## start DATA RECORDS

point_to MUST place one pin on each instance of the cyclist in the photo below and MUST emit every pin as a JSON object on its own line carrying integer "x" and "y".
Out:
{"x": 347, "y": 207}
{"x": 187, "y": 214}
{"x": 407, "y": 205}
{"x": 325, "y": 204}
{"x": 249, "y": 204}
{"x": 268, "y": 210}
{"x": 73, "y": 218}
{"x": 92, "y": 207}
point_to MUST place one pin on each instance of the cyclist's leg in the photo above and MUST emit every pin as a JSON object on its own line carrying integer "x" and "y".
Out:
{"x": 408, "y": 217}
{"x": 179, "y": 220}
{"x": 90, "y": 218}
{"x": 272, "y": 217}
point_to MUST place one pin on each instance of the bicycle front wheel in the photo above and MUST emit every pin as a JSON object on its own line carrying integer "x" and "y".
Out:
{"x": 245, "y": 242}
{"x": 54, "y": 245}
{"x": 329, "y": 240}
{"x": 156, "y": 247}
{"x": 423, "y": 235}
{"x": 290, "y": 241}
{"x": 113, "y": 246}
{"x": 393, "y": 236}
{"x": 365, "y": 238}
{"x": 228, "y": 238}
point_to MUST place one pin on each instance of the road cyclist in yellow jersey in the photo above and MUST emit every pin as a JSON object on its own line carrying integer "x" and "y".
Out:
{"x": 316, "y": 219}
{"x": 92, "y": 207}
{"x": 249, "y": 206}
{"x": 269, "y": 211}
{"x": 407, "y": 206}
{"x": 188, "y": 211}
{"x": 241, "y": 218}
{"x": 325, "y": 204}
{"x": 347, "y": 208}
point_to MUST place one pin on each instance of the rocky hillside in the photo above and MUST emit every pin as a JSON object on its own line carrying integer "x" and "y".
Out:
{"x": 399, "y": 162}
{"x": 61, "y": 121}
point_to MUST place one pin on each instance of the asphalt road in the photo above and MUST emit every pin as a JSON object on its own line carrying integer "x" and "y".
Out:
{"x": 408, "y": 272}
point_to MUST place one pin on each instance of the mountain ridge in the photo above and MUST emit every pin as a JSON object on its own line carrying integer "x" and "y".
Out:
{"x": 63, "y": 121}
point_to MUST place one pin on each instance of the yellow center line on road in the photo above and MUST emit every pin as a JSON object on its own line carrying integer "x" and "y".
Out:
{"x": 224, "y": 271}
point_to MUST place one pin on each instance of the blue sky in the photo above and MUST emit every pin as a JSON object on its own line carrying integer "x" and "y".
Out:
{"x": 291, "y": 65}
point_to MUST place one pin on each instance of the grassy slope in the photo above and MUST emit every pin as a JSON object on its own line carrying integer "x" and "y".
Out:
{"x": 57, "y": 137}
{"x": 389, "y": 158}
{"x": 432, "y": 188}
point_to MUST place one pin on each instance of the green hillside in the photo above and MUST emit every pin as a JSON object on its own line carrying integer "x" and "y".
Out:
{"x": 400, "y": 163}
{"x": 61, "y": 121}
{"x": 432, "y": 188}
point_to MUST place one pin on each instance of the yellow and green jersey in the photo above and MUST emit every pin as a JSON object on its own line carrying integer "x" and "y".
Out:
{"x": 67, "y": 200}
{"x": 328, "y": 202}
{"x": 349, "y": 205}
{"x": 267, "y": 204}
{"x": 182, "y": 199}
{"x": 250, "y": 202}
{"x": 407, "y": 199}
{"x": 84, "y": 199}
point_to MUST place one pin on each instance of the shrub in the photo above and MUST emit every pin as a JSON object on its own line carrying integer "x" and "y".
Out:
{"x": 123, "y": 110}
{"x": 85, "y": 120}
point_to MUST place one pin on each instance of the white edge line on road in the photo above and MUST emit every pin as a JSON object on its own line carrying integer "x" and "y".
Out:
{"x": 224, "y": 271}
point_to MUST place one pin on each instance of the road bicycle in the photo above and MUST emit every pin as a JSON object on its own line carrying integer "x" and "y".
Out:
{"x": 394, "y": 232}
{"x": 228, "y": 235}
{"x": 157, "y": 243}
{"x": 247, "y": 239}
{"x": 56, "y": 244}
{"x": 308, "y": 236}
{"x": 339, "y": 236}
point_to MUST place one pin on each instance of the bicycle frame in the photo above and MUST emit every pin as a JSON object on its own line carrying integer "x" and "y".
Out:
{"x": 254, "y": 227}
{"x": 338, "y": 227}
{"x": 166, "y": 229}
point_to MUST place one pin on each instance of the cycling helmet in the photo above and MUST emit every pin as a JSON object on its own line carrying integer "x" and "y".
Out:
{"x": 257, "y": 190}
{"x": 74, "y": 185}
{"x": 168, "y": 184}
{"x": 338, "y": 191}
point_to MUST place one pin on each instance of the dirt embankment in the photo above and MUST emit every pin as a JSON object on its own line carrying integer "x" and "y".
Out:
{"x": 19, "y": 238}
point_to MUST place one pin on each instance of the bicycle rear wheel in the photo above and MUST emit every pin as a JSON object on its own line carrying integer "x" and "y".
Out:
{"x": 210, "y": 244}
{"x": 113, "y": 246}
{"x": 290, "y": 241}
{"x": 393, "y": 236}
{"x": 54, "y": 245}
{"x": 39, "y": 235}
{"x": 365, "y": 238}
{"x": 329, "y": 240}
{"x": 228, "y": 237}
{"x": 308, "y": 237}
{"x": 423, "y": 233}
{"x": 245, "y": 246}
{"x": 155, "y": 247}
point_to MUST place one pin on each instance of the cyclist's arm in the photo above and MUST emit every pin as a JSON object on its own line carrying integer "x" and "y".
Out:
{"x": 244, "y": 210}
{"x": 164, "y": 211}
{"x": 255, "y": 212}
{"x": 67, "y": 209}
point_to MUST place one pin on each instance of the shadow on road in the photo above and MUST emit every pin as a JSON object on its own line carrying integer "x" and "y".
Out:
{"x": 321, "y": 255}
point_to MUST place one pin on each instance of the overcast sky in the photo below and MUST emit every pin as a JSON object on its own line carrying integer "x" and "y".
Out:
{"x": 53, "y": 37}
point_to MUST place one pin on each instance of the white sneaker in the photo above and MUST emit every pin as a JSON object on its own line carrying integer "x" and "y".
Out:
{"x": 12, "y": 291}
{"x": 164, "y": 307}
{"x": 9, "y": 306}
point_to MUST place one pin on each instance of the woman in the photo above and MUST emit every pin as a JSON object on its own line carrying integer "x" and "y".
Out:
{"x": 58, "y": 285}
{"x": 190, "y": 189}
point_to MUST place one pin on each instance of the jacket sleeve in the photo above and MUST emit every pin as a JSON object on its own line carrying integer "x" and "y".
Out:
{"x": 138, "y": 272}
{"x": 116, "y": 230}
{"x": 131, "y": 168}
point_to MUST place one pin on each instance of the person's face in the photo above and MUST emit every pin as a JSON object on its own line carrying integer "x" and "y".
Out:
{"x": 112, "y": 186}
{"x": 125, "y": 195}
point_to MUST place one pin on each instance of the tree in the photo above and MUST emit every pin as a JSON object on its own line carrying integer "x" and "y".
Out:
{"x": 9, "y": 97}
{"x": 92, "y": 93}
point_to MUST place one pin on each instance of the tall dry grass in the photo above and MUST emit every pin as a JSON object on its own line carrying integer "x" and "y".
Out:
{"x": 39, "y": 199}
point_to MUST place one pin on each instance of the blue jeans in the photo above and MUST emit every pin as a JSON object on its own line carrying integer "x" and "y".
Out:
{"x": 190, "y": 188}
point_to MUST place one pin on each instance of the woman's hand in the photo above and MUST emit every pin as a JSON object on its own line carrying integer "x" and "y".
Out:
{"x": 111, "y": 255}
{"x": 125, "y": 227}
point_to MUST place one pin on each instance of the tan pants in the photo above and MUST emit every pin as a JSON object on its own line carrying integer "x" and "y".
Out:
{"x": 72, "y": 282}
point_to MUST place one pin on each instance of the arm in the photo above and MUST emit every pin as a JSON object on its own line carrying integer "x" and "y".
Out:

## end DATA RECORDS

- DIRECTION
Each record above should be repeated exactly as it appears.

- EXERCISE SOLUTION
point_to MUST place one pin on each instance of the cyclist in the photo below and MUST emit every pin as a JSON object on its own line carrying integer "x" and "y".
Out:
{"x": 347, "y": 207}
{"x": 187, "y": 214}
{"x": 407, "y": 205}
{"x": 325, "y": 204}
{"x": 249, "y": 204}
{"x": 268, "y": 210}
{"x": 73, "y": 218}
{"x": 92, "y": 207}
point_to MUST place one pin on each instance of the cyclist's leg in the photo above and MUST emit every pin as a JSON object on its own line carrying integer "x" and "y".
Out:
{"x": 408, "y": 217}
{"x": 179, "y": 220}
{"x": 90, "y": 218}
{"x": 272, "y": 217}
point_to MUST place one pin on each instance of the bicycle front wheel in the photo above and MUST emit every pin as a JSON object on its own line carrying integer "x" and "y".
Out:
{"x": 245, "y": 242}
{"x": 54, "y": 245}
{"x": 329, "y": 240}
{"x": 156, "y": 247}
{"x": 423, "y": 235}
{"x": 290, "y": 241}
{"x": 113, "y": 246}
{"x": 393, "y": 236}
{"x": 365, "y": 238}
{"x": 228, "y": 238}
point_to MUST place one pin on each instance of the road cyclist in yellow jersey in the photo above and MUST emit every pin as a JSON object on its own line carrying integer "x" and "y".
Out:
{"x": 316, "y": 219}
{"x": 92, "y": 207}
{"x": 249, "y": 206}
{"x": 269, "y": 211}
{"x": 407, "y": 206}
{"x": 188, "y": 211}
{"x": 241, "y": 218}
{"x": 325, "y": 204}
{"x": 347, "y": 208}
point_to MUST place one pin on each instance of the rocky hillside in the photo above and MUST emit every pin as a JSON object on its own line carrying integer "x" and "y".
Out:
{"x": 399, "y": 162}
{"x": 61, "y": 121}
point_to MUST place one pin on each instance of the asphalt road in the photo above and MUST emit every pin as a JSON object on its own line carrying integer "x" and "y".
Out:
{"x": 408, "y": 272}
point_to MUST place one pin on each instance of the mountain ridge in the photo above and MUST emit every pin as a JSON object on its own line carrying integer "x" and "y".
Out:
{"x": 63, "y": 121}
point_to MUST place one pin on each instance of the yellow center line on road in the photo above and MUST emit every pin as a JSON object on its own line carrying integer "x" and "y".
Out:
{"x": 224, "y": 271}
point_to MUST place one pin on each instance of the blue sky in the photo above and MUST emit every pin as a JSON object on its own line carrying integer "x" and "y".
Out:
{"x": 291, "y": 65}
point_to MUST place one pin on each instance of the grassy slope in the photo above and MUST emit every pin as a JSON object on its own line carrying integer "x" and "y".
Out:
{"x": 57, "y": 137}
{"x": 389, "y": 158}
{"x": 432, "y": 188}
point_to MUST place one pin on each instance of the green hillside in the photo above and MUST emit every pin as a JSON object on its own line carrying integer "x" and "y".
Out:
{"x": 400, "y": 163}
{"x": 61, "y": 121}
{"x": 432, "y": 188}
point_to MUST place one pin on each instance of the yellow and green jersey in the photo above and MUST emit every pin as a JSON object on its own line carrying integer "x" and "y".
Out:
{"x": 67, "y": 200}
{"x": 328, "y": 202}
{"x": 349, "y": 205}
{"x": 267, "y": 204}
{"x": 182, "y": 199}
{"x": 250, "y": 202}
{"x": 407, "y": 199}
{"x": 84, "y": 199}
point_to MUST place one pin on each instance of the shrub in the photo above and MUST emit every pin as a JSON object on its own line carrying integer "x" and "y".
Out:
{"x": 123, "y": 110}
{"x": 85, "y": 120}
point_to MUST place one pin on each instance of the white edge line on road in the photo above and MUST emit every pin as a JSON object on its own line carrying integer "x" and "y".
Out:
{"x": 224, "y": 271}
point_to MUST place one pin on each instance of the road bicycle in the photo above and MUST emit every pin as a JSON object on its own line carrying integer "x" and "y".
Out:
{"x": 394, "y": 232}
{"x": 228, "y": 235}
{"x": 157, "y": 243}
{"x": 247, "y": 239}
{"x": 56, "y": 244}
{"x": 308, "y": 236}
{"x": 339, "y": 236}
point_to MUST place one pin on each instance of the bicycle frame in the photo above and MUST emit every pin as a JSON object on its own line carrying integer "x" and "y".
Out:
{"x": 254, "y": 227}
{"x": 338, "y": 227}
{"x": 166, "y": 229}
point_to MUST place one pin on each instance of the cycling helmet in the photo above and MUST emit every pin as a JSON object on its own line carrying integer "x" and "y".
Out:
{"x": 257, "y": 190}
{"x": 74, "y": 185}
{"x": 168, "y": 184}
{"x": 338, "y": 191}
point_to MUST place one pin on each instance of the dirt embankment in the photo above and MUST emit every pin as a JSON object on its own line carrying integer "x" and "y".
Out:
{"x": 19, "y": 238}
point_to MUST place one pin on each instance of the bicycle rear wheel in the photo above and MUST emit every pin as a JSON object on its own line carrying integer "x" and "y".
Out:
{"x": 210, "y": 244}
{"x": 113, "y": 246}
{"x": 290, "y": 241}
{"x": 393, "y": 236}
{"x": 54, "y": 245}
{"x": 39, "y": 235}
{"x": 365, "y": 238}
{"x": 329, "y": 240}
{"x": 228, "y": 237}
{"x": 308, "y": 237}
{"x": 423, "y": 233}
{"x": 245, "y": 246}
{"x": 155, "y": 247}
point_to MUST place one pin on each instance of the cyclist's arm in the photo above and MUST emit every pin as a JSON object on its own line carrying integer "x" and "y".
Out:
{"x": 244, "y": 210}
{"x": 164, "y": 211}
{"x": 255, "y": 212}
{"x": 67, "y": 209}
point_to MUST place one pin on each instance of the shadow on road in the photo above and MUST emit every pin as a JSON object on its own line carrying integer "x" and "y".
Out:
{"x": 321, "y": 255}
point_to MUST place one pin on each instance of the overcast sky in the photo below and MUST emit every pin as a JSON object on its own line carrying integer "x" and "y".
Out:
{"x": 53, "y": 37}
point_to MUST place one pin on each instance of the white sneaker in the photo above and MUST emit every pin as a JSON object on its own line carrying integer "x" and "y".
Out:
{"x": 12, "y": 291}
{"x": 164, "y": 307}
{"x": 9, "y": 306}
point_to MUST place one pin on each instance of the woman in the photo above and MUST emit every pin as a JSON object on its own line carrying integer "x" and "y".
Out:
{"x": 58, "y": 285}
{"x": 190, "y": 189}
point_to MUST place one pin on each instance of the jacket sleeve in the photo above and MUST emit every pin as a JSON object on its own line carrying integer "x" and "y".
Out:
{"x": 138, "y": 272}
{"x": 116, "y": 230}
{"x": 131, "y": 168}
point_to MUST place one pin on each instance of the person's face in the photo above and MUST emit every pin as a JSON object on its own line carrying integer "x" and "y".
Out:
{"x": 112, "y": 186}
{"x": 125, "y": 195}
point_to MUST place one pin on each instance of the tree in the photo above and MUST emit every pin as a JSON object on its own line carrying integer "x" and "y".
Out:
{"x": 9, "y": 97}
{"x": 92, "y": 93}
point_to MUST place one pin on each instance of the tall dry grass in the photo above and MUST emit every pin as a JSON object on its own line carrying integer "x" and "y".
Out:
{"x": 39, "y": 199}
point_to MUST place one pin on each instance of the blue jeans in the photo above and MUST emit every pin as a JSON object on its own line carrying integer "x" and "y".
Out:
{"x": 190, "y": 188}
point_to MUST place one pin on each instance of the woman's hand in the photo above and MUST emit every pin as a JSON object on its own line carrying integer "x" and "y".
Out:
{"x": 111, "y": 255}
{"x": 125, "y": 227}
point_to MUST place one pin on each instance of the tan pants in the photo above and MUST emit every pin as a JSON object on its own line carrying integer "x" and "y".
Out:
{"x": 72, "y": 282}
point_to MUST place one pin on each instance of the arm in the photo above and MUST emit every pin as a JSON object on its own line carrying integer "x" and "y".
Out:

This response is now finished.